Problem description: Arrange every line of the items below as a Markdown table with the columns Row and Line, putting the row number in the first column and the line in the second, and leaving out blank lines.

===============

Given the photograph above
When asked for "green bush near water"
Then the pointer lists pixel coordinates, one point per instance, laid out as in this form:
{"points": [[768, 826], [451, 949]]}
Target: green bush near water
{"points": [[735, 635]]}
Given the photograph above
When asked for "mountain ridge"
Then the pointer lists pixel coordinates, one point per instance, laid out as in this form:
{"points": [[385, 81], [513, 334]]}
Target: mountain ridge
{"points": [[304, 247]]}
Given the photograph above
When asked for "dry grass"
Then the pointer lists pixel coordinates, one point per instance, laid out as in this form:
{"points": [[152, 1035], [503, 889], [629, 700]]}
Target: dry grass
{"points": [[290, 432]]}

===============

Full answer:
| Row | Line |
|---|---|
| 1 | Given the photograph above |
| 2 | When asked for "green bush near water" |
| 3 | Then the pointer lists pixel coordinates, one point per instance, laid out as in this form: |
| 4 | {"points": [[768, 826], [451, 949]]} |
| 5 | Target: green bush near water |
| 6 | {"points": [[735, 635]]} |
| 7 | Given the photograph above |
| 8 | When asked for "mountain ridge" |
| 9 | Then the pointer lists pixel coordinates, one point per instance, laid out as in this form: |
| 10 | {"points": [[385, 81], [513, 334]]} |
| 11 | Target: mountain ridge |
| 12 | {"points": [[304, 247]]} |
| 13 | Given the photograph above |
| 14 | When asked for "dry grass" |
| 15 | Then the pointer lists pixel coordinates, one point per instance, laid out as in this form: |
| 16 | {"points": [[152, 1035], [503, 889], [629, 700]]} |
| 17 | Target: dry grass |
| 18 | {"points": [[290, 432]]} |